-- Start --

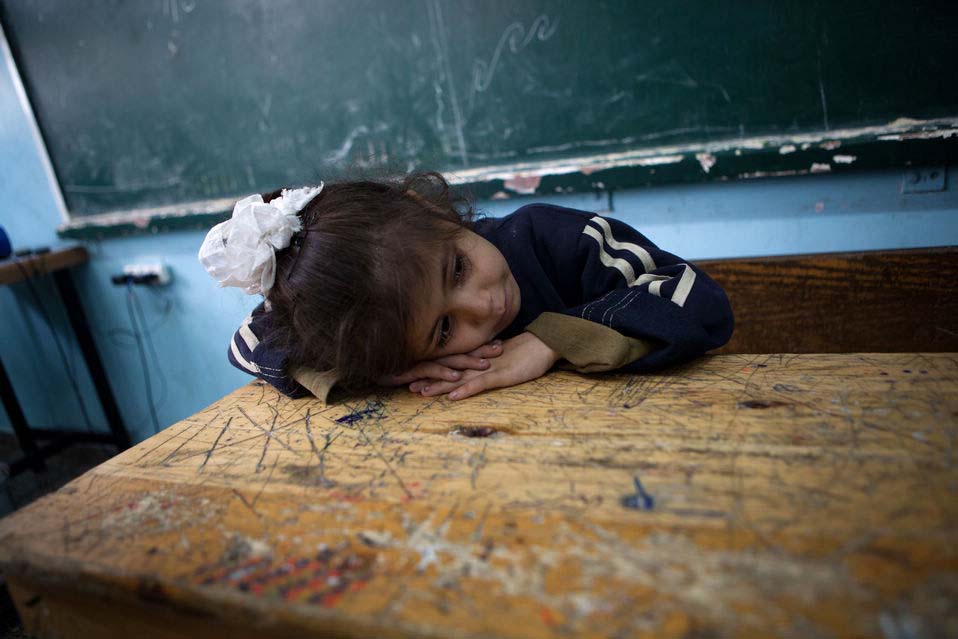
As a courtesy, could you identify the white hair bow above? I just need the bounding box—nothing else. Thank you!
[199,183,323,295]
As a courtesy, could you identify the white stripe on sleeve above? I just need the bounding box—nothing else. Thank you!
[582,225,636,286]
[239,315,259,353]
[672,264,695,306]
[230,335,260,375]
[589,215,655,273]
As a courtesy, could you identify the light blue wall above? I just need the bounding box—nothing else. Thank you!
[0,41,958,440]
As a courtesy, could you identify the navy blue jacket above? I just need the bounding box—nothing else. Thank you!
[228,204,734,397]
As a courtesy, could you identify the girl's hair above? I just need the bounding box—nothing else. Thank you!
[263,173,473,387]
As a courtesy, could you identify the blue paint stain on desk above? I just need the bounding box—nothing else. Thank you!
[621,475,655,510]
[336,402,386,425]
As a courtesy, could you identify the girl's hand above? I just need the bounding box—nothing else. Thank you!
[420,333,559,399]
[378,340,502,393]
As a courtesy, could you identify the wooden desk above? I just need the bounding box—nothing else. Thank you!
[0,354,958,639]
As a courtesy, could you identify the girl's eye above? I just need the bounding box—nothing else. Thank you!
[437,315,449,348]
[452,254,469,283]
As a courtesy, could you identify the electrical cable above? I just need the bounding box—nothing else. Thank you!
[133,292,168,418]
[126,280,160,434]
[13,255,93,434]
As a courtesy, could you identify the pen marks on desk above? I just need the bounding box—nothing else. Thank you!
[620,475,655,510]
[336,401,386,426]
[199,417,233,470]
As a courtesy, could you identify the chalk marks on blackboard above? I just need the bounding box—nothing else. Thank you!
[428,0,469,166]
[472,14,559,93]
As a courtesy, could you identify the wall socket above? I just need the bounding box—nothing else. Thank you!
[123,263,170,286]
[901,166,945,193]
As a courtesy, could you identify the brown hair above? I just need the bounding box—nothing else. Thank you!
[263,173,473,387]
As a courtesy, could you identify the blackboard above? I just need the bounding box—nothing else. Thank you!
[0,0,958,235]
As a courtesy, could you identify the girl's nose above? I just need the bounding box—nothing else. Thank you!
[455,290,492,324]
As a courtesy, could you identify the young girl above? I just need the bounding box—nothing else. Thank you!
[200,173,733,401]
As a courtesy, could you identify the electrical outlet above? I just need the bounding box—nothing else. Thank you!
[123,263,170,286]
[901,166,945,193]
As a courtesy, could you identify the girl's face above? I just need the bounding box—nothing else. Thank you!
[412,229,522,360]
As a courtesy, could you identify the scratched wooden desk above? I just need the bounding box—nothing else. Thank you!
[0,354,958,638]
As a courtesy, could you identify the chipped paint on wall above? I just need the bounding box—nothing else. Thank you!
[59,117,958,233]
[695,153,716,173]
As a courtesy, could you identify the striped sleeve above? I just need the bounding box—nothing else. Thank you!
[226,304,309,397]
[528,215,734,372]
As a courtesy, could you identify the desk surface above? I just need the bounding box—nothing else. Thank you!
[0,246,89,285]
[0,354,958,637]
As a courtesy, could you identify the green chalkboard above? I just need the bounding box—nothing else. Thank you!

-- End --

▸ **Task goal**
Quote, word for word, the stretch from the line containing "As a courtesy, could you identify the desk" through the last line of the entries above.

▸ **Problem solution**
As a courtesy, could you identify the desk surface above? I just need the bounding box—nothing else. Thank you!
[0,246,89,285]
[0,354,958,637]
As a courtesy, could you identify the green chalkboard above? I just need the bounding box—nothing else. Thank you!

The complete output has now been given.